■ **PROVIDED RECORDS**

┄┄┄┄┄┄┄┄┄┄┄┄┄┄┄┄┄┄┄┄

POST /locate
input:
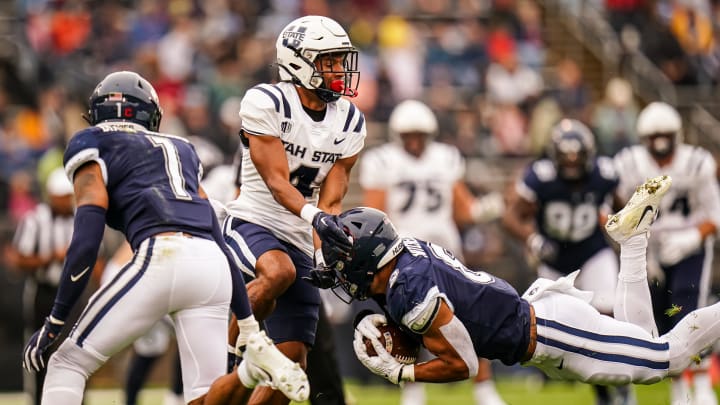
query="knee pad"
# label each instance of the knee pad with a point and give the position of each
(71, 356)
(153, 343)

┄┄┄┄┄┄┄┄┄┄┄┄┄┄┄┄┄┄┄┄

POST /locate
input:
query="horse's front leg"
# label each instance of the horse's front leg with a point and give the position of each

┄┄┄┄┄┄┄┄┄┄┄┄┄┄┄┄┄┄┄┄

■ **EXERCISE TASK**
Show every line of the records that contains the string "query", treating uppercase and lowercase as different.

■ **RESPONSE TO THIS TASK**
query="knee pad"
query="horse's front leg"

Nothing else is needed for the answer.